(from Paying It Forward ~ One Day At A Time Facebook page)
With pretty weeds all in a row? Picture number (what?) of my bucket of random plants over which I exercise no control. I promise this will be the last one. But look how interesting it’s all become! Weeds bloom!
Okay, THAT is the last one, I swear. To me it’s breathtaking, all things considered, covered in raindrops and growing tall. Also my bush in the background is now covered in strange little yellow flowers which make it look slightly less bush-ugly.
And at last the tiger lilies have started to bloom. Finally, something beautiful that I actually meant to have growing in my backyard.
The rain has been falling continuously since the storm and it’s still overcast and drizzling this morning. Temperatures inside and out are back to something much closer to normal. So now we can all stop complaining about the heat and start moaning about the rain instead.

* [Actions to take]:
- 1) Answer from the garden post:
(a) What now covers the bush in the background?
(b) Which flowers have at last started to bloom?
(c) What is the weather like this morning?
- 2) Reproduce the garden post word for word, everything from "Okay, THAT is" down to "slightly less bush-ugly.".
None of the material that comes next is needed.

* [Data section]:
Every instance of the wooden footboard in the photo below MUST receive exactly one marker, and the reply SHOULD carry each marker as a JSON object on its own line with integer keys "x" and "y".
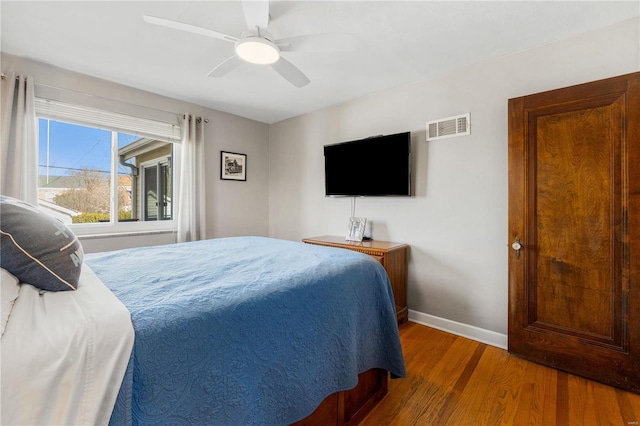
{"x": 350, "y": 407}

* [Results of the exercise]:
- 1)
(a) Strange little yellow flowers.
(b) The tiger lilies.
(c) Still overcast and drizzling.

- 2)
Okay, THAT is the last one, I swear. To me it’s breathtaking, all things considered, covered in raindrops and growing tall. Also my bush in the background is now covered in strange little yellow flowers which make it look slightly less bush-ugly.